Hi, so thank you for your reply to my question, I was wondering whether someone would be able to read over this, just y'know, give me ideas as to what I need to edit, and how well the discoveries are portrayed. I've tried to structure it so there is several, but yeah:

They say you can’t die from a broken heart. But you can. I’ve seen it. I’ve experienced it. Every breath is laboured; every movement is meaningless in the abyss that accompanies your thoughts. A broken heart is like a leech. An emotional parasite that sucks away any happiness from what was once a euphoric existence. And then the pointlessness of it all settles, and you try to move on – eventually, you hit the red brick wall of despair again. Before that, the heartbreak is but an echo in the back of your mind, small reminders tucked away in reality, in the coffee shops and the bus seats you sat in together. But this… this is my brick wall. Love is just a temporary fix in an attempt to escape reality, when in reality, love doesn’t exist to fix us; it exists to hurt us.

*   *   *

I watch the specks of light dance through the air. There is something peaceful about how they vanish. My eyes drift to the skyline, where an urban jungle splits from an exploding canvas of tangerine, coral and crimson. The sun hovers above the horizon, the early morning spitting traffic and fog onto the streets. My attention is given a shove with the sound of screeching brakes. I pull myself from the seat, shouldering the messenger bag over my shoulder, and hastening forward. I step onto the sidewalk, and hitting a wall of noise. The calling of birds, the purring of engines, the playful shrieking of children.
   A light tone resonates from my phone, and vibrations shiver into my stomach. I slip my hand into my jacket pocket, freeing it from its restraints.
   You have a friend request from: FELICITY ROTH.
   My breath hitches in my throat; barbs course down my spine. It paralyses me. Her name plays on my tongue, leaving a bitter taste.  My head pulsates, my breathing becoming heavier. A question plays at the forefront of my mind; two years, why now? I shake my head. Not in disbelief, but in panic. I’ve done everything to get over her. And yet, here she is, wreaking havoc in my life without even knowing it.

   “Hi, sorry – would you mind taking a photo for me?” Felicity throws a playful smile at the stout lady, and she returns it. I shuffle into position, watching the snowflakes litter the ground. A light dusting covers my gloves. Felicity joins me, and I shuffle into place. Slowly, she draws my ear closer to her lips.
   “Kaleb… do you remember the first time we met?” She whispers, tilting her head.
   “I do. Samuel’s party.” Lemongrass radiates from her.
   “We confessed that neither of us really liked awkward small talk, or parties, and we proceeded to leave the party.” Felicity laughs, and swallows hard. “27 blocks away, and people started freaking out about where we had gone. It was the best night I’d had in a long time. This beats that night.” She presses a small kiss to my cheek, my hand snakes around her waist and the picture is taken.


What do normal people do when they are sad? Do they cry? Perhaps they drink, or get high. Not for me, no. Not for me, for I am a man of no emotion. I am a man not allowed to show emotion. But I do. I crack, I break, I cry.
   I crack. The memories force me to crack. The photos in the snow, the conversation by the beach. The reminiscence of the past alone is enough to bring back the most powerful emotions one can feel. Love. Despair. Regret.

> **REQUEST 1**:
Identify each line of the records that contains the word "hair", and copy those lines.
The records are unrelated to the heartbreak story.

> **SOURCE MATERIAL**:
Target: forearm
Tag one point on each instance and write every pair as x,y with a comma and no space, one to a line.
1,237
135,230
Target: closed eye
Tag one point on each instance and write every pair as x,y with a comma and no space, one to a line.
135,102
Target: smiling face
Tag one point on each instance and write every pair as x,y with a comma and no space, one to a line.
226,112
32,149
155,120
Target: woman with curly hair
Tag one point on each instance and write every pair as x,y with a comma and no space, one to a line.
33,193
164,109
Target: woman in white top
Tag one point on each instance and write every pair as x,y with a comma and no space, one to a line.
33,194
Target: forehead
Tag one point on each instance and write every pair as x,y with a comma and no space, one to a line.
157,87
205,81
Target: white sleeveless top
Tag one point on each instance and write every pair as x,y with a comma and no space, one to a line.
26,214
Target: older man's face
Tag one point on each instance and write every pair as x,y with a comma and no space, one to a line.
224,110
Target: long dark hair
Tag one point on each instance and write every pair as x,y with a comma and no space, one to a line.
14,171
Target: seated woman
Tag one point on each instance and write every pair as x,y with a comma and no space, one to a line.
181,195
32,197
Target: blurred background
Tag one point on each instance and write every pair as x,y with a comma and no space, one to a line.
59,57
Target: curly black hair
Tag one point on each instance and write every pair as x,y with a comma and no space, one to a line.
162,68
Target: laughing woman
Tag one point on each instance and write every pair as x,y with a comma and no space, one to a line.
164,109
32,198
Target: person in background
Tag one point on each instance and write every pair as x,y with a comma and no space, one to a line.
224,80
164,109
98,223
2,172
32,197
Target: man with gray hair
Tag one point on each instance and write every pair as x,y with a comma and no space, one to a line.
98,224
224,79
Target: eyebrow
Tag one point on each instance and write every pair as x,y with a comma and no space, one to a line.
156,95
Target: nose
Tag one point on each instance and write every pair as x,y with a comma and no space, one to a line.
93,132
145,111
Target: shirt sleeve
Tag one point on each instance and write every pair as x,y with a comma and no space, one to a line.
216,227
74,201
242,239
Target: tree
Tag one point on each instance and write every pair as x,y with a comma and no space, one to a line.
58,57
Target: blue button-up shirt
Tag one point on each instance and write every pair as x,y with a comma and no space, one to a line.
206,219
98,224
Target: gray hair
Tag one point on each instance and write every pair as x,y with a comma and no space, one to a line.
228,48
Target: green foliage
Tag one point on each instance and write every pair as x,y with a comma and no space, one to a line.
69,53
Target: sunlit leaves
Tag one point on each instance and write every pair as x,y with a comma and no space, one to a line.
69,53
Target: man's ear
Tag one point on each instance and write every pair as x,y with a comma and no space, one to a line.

> **REQUEST 2**:
Reproduce word for word the passage of the heartbreak story starting at "A light tone" and ending at "from: FELICITY ROTH.".

> **REPLY 1**:
Target: woman with curly hair
Target: long dark hair
Target: curly black hair
Target: man with gray hair
Target: gray hair

> **REPLY 2**:
A light tone resonates from my phone, and vibrations shiver into my stomach. I slip my hand into my jacket pocket, freeing it from its restraints.
   You have a friend request from: FELICITY ROTH.